## ページ本文
◇ ◇ ◇ ◇ ◇
この1ヶ月、カダフィは姿を見せず、声の放送だけであるところから味方の部族を恃んで既にトリポリを脱出、国外逃亡したのではと憶測されているが、可能性は低いとおもう。

チュニジア、エジプトのようにNATOの援軍なしに革命を成立した国では前政権に在った者を新政権が裁くことができる。だがリビアの場合は戦闘を支援したEUと米が国際刑事法廷で裁くよう主張する。新政府がその気でも国民は不満だろう。

●はにかみ屋の大佐
想えば27才のカダフィ大佐が軍事革命に成功し、はにかみ屋の砂漠の子が国家を動かす地位について豹変した。わたしはカダフィが30才の頃、テントの前で焚き火を挟んでBBC記者のインタビューに答えるカダフィの1時間番組を鮮明に覚えている。老練なインタビュアーにシャイな青年カダフィが英語で答えていた。あのウブな表情と態度は演技ではなかった。カダフィは英陸軍に一年留学しているので、英語を流暢ではないが使えた。

●傲岸不敵に豹変
その後、言動服装が度外れに異常になり表情を読まれない目つき、黒めがねを愛用し、インタビューはで英語を使わなくなり、あさっての方を向いて答えにならない主張で煙に撒いた。傲岸な態度に豹変したのはシャイで軽量に見られるのをカモフラージュするため、自己防衛の表われだったとわたしは考えている。
◇ ◇ ◇ ◇ ◇
(ポイント配置の記録)
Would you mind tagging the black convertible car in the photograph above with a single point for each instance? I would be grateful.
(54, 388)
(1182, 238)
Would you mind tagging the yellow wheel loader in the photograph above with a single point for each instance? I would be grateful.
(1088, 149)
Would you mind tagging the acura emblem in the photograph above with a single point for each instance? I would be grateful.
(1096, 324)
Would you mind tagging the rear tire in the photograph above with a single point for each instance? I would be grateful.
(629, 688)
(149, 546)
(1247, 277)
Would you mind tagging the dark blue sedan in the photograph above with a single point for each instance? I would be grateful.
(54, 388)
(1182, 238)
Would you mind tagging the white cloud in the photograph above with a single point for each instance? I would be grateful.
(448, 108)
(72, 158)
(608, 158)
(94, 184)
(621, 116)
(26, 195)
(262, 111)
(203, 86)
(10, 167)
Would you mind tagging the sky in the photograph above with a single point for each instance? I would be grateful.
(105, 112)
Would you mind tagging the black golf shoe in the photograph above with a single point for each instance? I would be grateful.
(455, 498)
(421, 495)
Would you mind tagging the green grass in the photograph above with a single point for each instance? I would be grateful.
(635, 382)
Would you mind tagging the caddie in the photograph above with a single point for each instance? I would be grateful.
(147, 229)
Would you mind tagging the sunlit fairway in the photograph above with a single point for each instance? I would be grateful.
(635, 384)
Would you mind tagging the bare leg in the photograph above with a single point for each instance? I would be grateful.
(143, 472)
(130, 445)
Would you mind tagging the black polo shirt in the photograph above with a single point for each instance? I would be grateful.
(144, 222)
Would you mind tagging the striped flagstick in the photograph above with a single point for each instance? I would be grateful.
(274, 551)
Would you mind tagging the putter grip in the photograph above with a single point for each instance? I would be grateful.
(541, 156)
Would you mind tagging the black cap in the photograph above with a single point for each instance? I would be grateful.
◇ ◇ ◇ ◇ ◇
## やること
1. カダフィ大佐についての文章によると、カダフィは英陸軍にどれくらいの期間留学していましたか。
2. カダフィ大佐についての文章の最後の文に続けて、その先を書き足してください。

## 回答
1. 一年です。

2.
アラブでの会議にも議事行程おかまいなしで、リビア、エジプト、シリア三国合併によるアラブ連盟を提唱したり、アフリカの盟主を標榜したり、多くのテロ事件の黒幕であった。幼稚な世界観といえ、それを権力者が実行に移すと第三者にはマンガでも当事者には死活問題であろう。

わたしはマンガとしての愛すべきカダフィが面白くてコラムを沢山書いた。世界最長の独裁者にはそれなりの非常の精神があった。その最後にあたっても別に後悔していない。カダフィの傲慢な自信が米とNATO を敵に回して政権を維持出来ると判断を過った。6ヶ月は長くも短くもない。経済的な兵糧攻めと兵士武器弾薬が窮す頃になった成りゆきだ。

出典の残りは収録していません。